» **DESCRIPTION OF THE TASK**
Revise the forum thread from the words "It is a striking" through the words "a single phrase.", replacing "verbal agreements" with "verbal parallels" wherever it occurs.

» **SELECTED EXCERPT**

════════════════

FRDB Archives

Freethought & Rationalism Archive

The archives are read only.


Go Back   FRDB Archives > Archives > Religion (Closed) > Biblical Criticism & History
Welcome, Peter Kirby.
You last visited: Today at 03:12 PM

 
 
Thread Tools Search this Thread
Old 03-29-2012, 01:14 PM   #61
Veteran Member
 
Join Date: Sep 2004
Location: Birmingham UK
Posts: 4,876
Default

Quote:
Originally Posted by Solo View Post
Quote:
Originally Posted by andrewcriddle View Post

It is a striking example, but IMO it could in principle be explained by an oral tradition known to both Matthew and Luke. I don't think it requires Matthew and/or Luke to have access here to a written source other than Mark.

Andrew Criddle
But didn't you say that Mt & Lk working with oral traditions was not likely as some of their verbal agreements were too close ? Here we are talking a perfect copy of a block of five words. At any rate, there can be other explanations, e.g. "assimilation".

The bigger issue of course is, as jdl pointed out (and I argued against Doherty) the falsifiability of Q. What would make Q a falsifiable theory ?

Best,
Jiri
Hi Jiri

Some of the Q verbal agreements (or very near agreements) are longer than a single phrase.

════════════════

» **DATA SECTION**
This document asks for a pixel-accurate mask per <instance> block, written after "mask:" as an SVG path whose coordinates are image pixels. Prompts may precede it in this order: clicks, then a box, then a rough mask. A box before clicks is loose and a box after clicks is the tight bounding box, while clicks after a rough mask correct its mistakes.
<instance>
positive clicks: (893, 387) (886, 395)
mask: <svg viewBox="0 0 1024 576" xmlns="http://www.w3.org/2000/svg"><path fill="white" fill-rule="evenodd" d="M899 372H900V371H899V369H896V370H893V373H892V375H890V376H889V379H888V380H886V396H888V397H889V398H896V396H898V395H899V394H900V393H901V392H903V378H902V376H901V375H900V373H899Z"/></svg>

════════════════

» **YOUR RESPONSE**
It is a striking example, but IMO it could in principle be explained by an oral tradition known to both Matthew and Luke. I don't think it requires Matthew and/or Luke to have access here to a written source other than Mark.

Andrew Criddle
But didn't you say that Mt & Lk working with oral traditions was not likely as some of their verbal parallels were too close ? Here we are talking a perfect copy of a block of five words. At any rate, there can be other explanations, e.g. "assimilation".

The bigger issue of course is, as jdl pointed out (and I argued against Doherty) the falsifiability of Q. What would make Q a falsifiable theory ?

Best,
Jiri
Hi Jiri

Some of the Q verbal parallels (or very near agreements) are longer than a single phrase.